## What you should do
Everything in the listing must be repeated word for word.

###

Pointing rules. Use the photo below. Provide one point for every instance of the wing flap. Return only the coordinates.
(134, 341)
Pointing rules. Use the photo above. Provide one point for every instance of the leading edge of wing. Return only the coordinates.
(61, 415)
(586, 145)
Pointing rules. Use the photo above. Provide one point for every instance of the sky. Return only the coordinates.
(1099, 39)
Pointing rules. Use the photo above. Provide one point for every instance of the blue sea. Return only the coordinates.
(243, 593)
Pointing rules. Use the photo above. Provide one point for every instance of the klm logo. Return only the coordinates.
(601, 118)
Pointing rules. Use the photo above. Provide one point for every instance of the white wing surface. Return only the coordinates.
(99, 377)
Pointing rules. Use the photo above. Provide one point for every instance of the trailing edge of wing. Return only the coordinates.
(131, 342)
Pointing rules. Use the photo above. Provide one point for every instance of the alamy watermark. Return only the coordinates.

###

## Your solution
Pointing rules. Use the photo below. Provide one point for every instance of the wing flap. Return only the coordinates.
(134, 341)
Pointing rules. Use the photo above. Provide one point for every instance of the leading edge of wing. Return only the coordinates.
(61, 415)
(586, 145)
Pointing rules. Use the photo above. Provide one point for every instance of the sky. Return only the coordinates.
(1099, 39)
Pointing rules. Use the photo above. Provide one point for every instance of the blue sea. Return only the coordinates.
(243, 593)
Pointing rules. Use the photo above. Provide one point for every instance of the klm logo. Return only the coordinates.
(601, 118)
Pointing rules. Use the photo above. Provide one point for every instance of the white wing surface. Return only the coordinates.
(99, 377)
Pointing rules. Use the photo above. Provide one point for every instance of the trailing edge of wing. Return only the coordinates.
(131, 342)
Pointing rules. Use the photo above. Provide one point for every instance of the alamy watermark. Return only the coordinates.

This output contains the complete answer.